WRITTEN PROBLEM =
Could you express the records from the line containing "Locate the antenna" through the end of the records, both included, as a two-column CSV with the headers "text" and "answer"? Use one row per record, put each field in quotes, and replace line breaks with spaces.

INPUT ROWS =
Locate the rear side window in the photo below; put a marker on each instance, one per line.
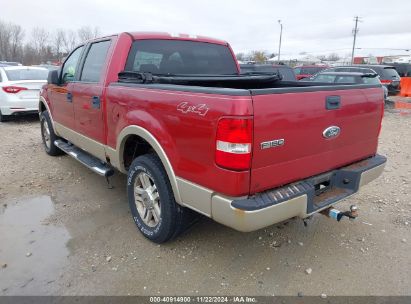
(287, 74)
(70, 65)
(95, 60)
(27, 74)
(180, 57)
(324, 78)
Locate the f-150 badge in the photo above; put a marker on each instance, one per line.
(200, 109)
(331, 132)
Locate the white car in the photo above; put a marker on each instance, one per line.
(19, 89)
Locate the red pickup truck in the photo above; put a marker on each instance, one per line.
(191, 133)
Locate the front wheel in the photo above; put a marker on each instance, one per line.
(153, 207)
(48, 136)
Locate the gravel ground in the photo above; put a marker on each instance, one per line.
(64, 232)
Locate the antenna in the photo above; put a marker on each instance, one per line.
(355, 32)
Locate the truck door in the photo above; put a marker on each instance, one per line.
(87, 93)
(61, 95)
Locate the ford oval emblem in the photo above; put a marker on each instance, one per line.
(331, 132)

EXERCISE ANSWER =
text,answer
"Locate the antenna in the photo above; put a marker on each instance, one per line.","(355, 32)"
"Locate the truck door in the photo above; put a marker on each instance, one per line.","(87, 93) (61, 95)"
"Locate the ford oval emblem in the photo above; put a marker on each instance, one per line.","(331, 132)"